→ RECORDS TO USE
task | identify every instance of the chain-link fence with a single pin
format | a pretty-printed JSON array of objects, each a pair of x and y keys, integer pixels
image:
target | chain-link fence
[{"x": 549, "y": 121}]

→ INSTRUCTIONS FOR THE TASK
Reproduce the listing above word for word.

→ THE OUTPUT
task | identify every instance of the chain-link fence with a single pin
format | a pretty-printed JSON array of objects, each a pair of x and y keys, integer pixels
image:
target | chain-link fence
[{"x": 549, "y": 121}]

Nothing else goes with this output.